__Task requirements__
Write out every line of the records below, requests included, and shift each coordinate in the answer outlines up by 47. Leave the pictures out of your reply.

__Material to process__
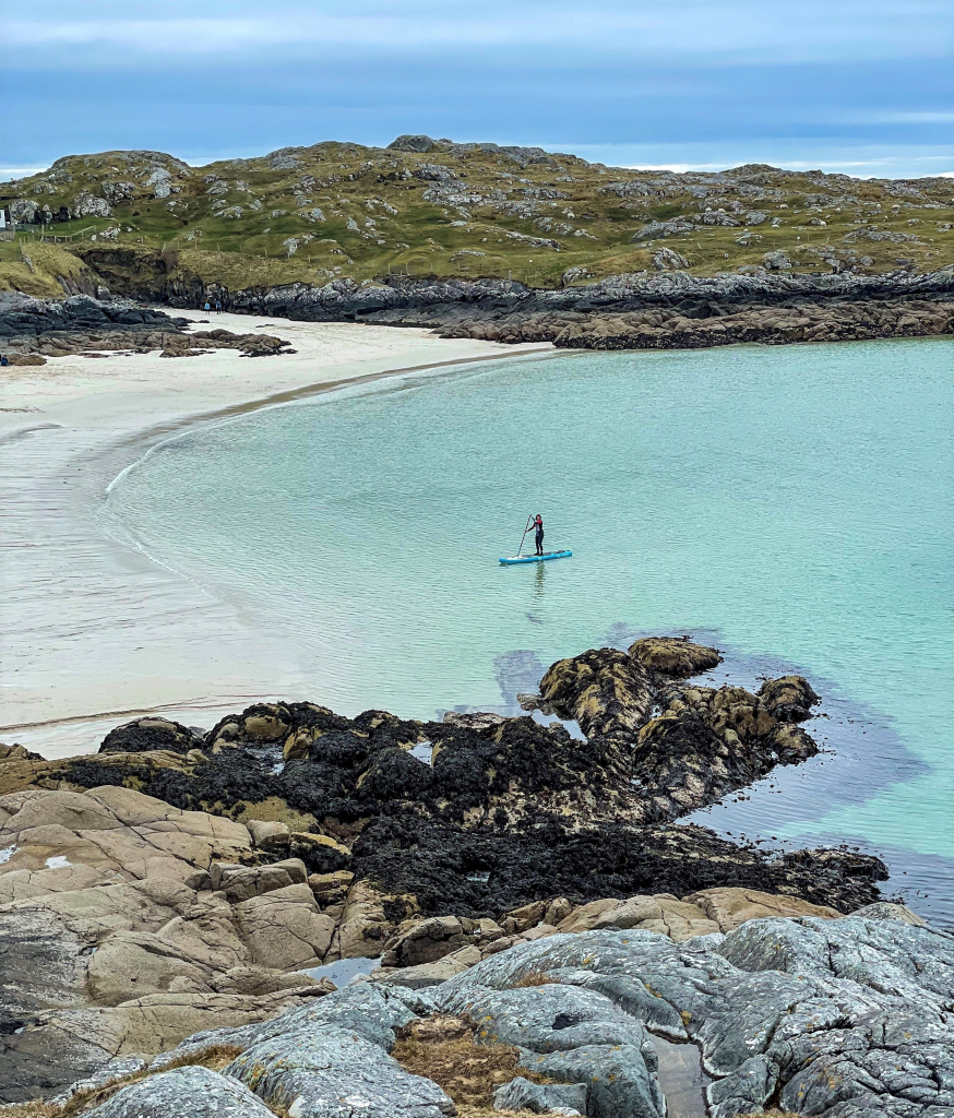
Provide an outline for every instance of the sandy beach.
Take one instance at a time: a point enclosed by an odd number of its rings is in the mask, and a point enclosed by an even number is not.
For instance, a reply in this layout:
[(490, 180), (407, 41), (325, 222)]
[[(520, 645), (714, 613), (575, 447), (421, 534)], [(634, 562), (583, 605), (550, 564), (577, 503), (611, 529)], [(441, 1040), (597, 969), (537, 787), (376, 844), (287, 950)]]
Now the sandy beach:
[(277, 334), (296, 353), (115, 353), (3, 370), (0, 740), (65, 756), (95, 750), (137, 713), (209, 726), (257, 699), (315, 691), (294, 651), (252, 631), (236, 606), (103, 531), (107, 486), (150, 447), (338, 386), (551, 349), (249, 315), (210, 325)]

__Correct result__
Provide an outline for every instance of the sandy beach.
Take one instance at a time: a point enclosed by an odd number of its rings is in the mask, and a point enclosed by an even number is not.
For instance, a reply in this layout:
[(490, 180), (407, 41), (325, 222)]
[[(520, 645), (714, 613), (575, 447), (421, 534)], [(634, 562), (583, 605), (550, 564), (577, 503), (611, 529)], [(441, 1040), (597, 969), (537, 787), (376, 844), (287, 950)]]
Now the sandy beach:
[(324, 381), (343, 400), (162, 400), (50, 417), (47, 787), (112, 803), (142, 797), (184, 760), (256, 773), (304, 746), (362, 738), (341, 698), (299, 678), (283, 653), (150, 578), (154, 533), (197, 494), (385, 433), (598, 396), (296, 362), (257, 372)]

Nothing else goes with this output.